#### TASK INSTRUCTIONS
Find each line in the data below that contains the word "parking" and copy it out in full. Case counts.

#### DATA ENTRIES
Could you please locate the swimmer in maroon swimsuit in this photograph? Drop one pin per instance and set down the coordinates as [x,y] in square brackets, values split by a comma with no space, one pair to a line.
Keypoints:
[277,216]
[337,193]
...
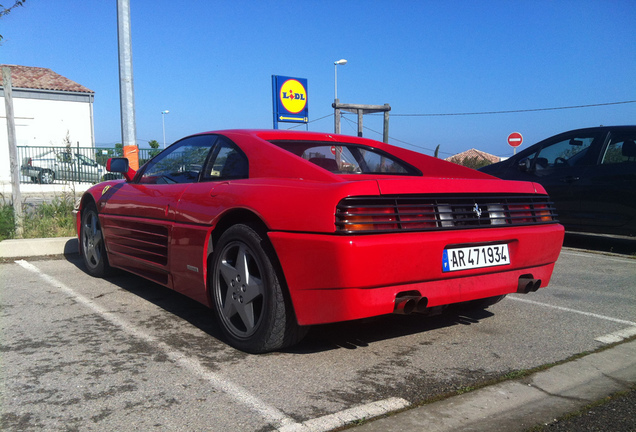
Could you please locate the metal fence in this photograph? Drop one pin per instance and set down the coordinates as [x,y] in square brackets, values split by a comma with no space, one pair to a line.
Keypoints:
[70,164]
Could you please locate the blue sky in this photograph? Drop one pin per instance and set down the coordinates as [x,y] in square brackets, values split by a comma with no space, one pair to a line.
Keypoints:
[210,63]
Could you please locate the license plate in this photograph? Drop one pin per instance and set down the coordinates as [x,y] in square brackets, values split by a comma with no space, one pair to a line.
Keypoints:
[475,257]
==
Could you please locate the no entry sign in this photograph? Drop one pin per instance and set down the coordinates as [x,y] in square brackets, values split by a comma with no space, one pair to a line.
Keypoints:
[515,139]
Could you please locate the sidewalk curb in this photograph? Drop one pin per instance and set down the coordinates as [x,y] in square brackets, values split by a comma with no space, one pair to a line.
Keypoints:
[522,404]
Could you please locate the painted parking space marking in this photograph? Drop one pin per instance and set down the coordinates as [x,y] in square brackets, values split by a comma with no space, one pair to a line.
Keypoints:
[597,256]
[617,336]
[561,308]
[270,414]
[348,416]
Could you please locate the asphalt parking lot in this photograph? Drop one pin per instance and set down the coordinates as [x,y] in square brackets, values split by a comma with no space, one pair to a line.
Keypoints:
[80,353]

#### RESULT FOR THIS EXERCISE
Could you please locate the painted parking space marking in this photograph? Drop one pin per instance and set down the coordinates as [x,y] in square brackets, values split by a comma with no space, one pair to a line.
Could you please locate the asphalt parking lot in this photograph? Drop one pin per instance and set down the coordinates as [x,y] in square brackets, values split by a comma with no space, one pair to a line.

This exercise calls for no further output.